Les “Lettres à Hélène” d’Althusser constituent une sensible correspondance conjugale, tout autant qu’elles tentent de lever le voile sur les mystères et les tourments du philosophe devenu meurtrier.

Étrange objet que le recueil de ces Lettres à Hélène, reliquat à la fois mouvant et tortueux de l’un des itinéraires les plus éclatants de la philosophie française. Rendue possible grâce à l’Institut mémoires de l’édition contemporaine (IMEC) et à son directeur Olivier Corpet, spécialiste du Nouveau Roman, la publication de la correspondance de Louis Althusser fait sensation. Parce qu’elle raconte l’intimité de ce grand maître de la rue d’Ulm, ses angoisses, sa solitude, sa grande immaturité affective, mais aussi parce que la légion des orphelins d’Althusser, de Bernard-Henri Lévy (qui préface l’ouvrage) à Alain Badiou, ne s’explique toujours pas le geste criminel du “grand, très grand” professeur, qui a, un soir d’automne 1980, étranglé son épouse à mains nues. L’épouse s’appelait Hélène Rytmann mais pour Althusser, c’était Hélène, tout simplement Hélène.

DÉFI A:
Relevez toutes les lignes des enregistrements où figure la chaîne « query ».

ENTRÉES:

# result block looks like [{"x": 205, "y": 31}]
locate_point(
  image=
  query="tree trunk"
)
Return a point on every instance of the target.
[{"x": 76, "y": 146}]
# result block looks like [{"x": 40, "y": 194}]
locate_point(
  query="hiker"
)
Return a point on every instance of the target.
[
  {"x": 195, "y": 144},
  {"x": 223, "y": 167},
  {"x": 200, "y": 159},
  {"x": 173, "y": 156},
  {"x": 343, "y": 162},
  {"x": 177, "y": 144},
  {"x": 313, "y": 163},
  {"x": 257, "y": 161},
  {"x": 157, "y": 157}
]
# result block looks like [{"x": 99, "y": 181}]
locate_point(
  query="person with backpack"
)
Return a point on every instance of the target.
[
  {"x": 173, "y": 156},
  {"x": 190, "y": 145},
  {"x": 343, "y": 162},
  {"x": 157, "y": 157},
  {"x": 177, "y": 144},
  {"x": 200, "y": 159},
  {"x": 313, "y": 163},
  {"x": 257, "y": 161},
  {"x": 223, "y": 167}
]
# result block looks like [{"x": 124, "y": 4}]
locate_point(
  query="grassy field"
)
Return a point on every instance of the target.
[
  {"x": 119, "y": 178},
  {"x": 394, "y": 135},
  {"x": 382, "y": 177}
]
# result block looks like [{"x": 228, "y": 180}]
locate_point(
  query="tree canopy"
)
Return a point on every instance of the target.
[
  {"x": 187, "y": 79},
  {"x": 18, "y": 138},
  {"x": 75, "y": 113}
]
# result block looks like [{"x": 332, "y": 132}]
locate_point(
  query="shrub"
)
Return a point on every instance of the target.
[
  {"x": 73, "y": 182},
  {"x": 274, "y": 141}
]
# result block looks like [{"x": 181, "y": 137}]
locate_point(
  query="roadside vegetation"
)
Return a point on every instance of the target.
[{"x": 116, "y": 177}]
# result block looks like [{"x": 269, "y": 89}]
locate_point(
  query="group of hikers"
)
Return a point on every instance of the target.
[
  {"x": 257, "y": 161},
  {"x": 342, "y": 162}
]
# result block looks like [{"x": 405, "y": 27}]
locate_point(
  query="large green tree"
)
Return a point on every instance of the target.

DÉFI B:
Selon le texte fourni, qui signe la préface du recueil des lettres d'Althusser ?

RÉPONSE RÉDIGÉE A:
  query="tree trunk"
  query="hiker"
  query="person with backpack"
  query="grassy field"
  query="tree canopy"
  query="shrub"
  query="roadside vegetation"
  query="group of hikers"
  query="large green tree"

RÉPONSE RÉDIGÉE B:
Bernard-Henri Lévy.